(Beginning of AVAILABLE DATA)

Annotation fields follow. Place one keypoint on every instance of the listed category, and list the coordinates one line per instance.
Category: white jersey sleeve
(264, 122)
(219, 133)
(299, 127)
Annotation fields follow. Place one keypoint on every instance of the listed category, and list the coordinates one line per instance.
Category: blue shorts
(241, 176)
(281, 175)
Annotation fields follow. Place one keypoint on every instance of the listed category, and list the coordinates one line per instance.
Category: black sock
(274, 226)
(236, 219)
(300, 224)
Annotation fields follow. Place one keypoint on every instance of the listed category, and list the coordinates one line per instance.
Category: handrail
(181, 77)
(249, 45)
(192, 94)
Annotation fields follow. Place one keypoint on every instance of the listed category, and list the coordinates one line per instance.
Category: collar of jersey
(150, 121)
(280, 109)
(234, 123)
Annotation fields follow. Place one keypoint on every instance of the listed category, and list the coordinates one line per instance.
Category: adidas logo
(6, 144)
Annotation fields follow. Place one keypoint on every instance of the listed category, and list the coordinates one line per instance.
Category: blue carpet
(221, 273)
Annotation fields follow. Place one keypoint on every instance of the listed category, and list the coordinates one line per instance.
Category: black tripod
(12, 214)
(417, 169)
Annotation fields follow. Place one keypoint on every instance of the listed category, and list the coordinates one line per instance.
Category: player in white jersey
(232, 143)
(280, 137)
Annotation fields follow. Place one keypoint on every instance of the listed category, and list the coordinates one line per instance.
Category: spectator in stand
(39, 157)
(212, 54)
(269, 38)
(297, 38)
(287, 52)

(End of AVAILABLE DATA)

● WHAT TO DO
Could you write out, exactly as given, the lines from the one holding "Category: collar of jersey" through the end of the listing, and nothing else?

● WRITTEN SOLUTION
Category: collar of jersey
(150, 121)
(280, 109)
(234, 123)
Annotation fields follow. Place one keypoint on every instance of the listed category, and list the coordinates one line per instance.
Category: adidas logo
(6, 144)
Annotation fields follow. Place one keypoint on every instance of the listed category, and list the coordinates one line per instance.
Category: blue carpet
(221, 273)
Annotation fields follow. Place one keypoint on every instance of the listed category, and list the coordinates one line per instance.
Category: black tripod
(12, 214)
(417, 169)
Annotation fields follow. Place one keypoint on every instance of the listed category, and list the coordinates one line per instance.
Category: player in white jersey
(232, 143)
(280, 137)
Annotation fields follow. Place one keypoint on every instance of the listed category, and list the coordinates one line per instance.
Category: spectator in stand
(39, 157)
(212, 54)
(269, 38)
(297, 38)
(287, 52)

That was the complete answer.